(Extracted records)
--- --- ---

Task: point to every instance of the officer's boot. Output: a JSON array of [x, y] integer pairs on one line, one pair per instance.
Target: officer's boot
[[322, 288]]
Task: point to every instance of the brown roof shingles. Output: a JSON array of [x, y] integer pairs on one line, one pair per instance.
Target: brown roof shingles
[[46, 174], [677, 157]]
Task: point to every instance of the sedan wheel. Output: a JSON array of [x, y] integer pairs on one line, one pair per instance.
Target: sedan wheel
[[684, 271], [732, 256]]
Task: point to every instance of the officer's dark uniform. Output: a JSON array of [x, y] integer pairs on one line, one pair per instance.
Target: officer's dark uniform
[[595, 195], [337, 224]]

--- --- ---

→ **WHAT YOU ARE ASKED TO DO**
Look through the lines above for "Task". Say how many have it, and give no other words.

→ **ANSWER SPACE**
4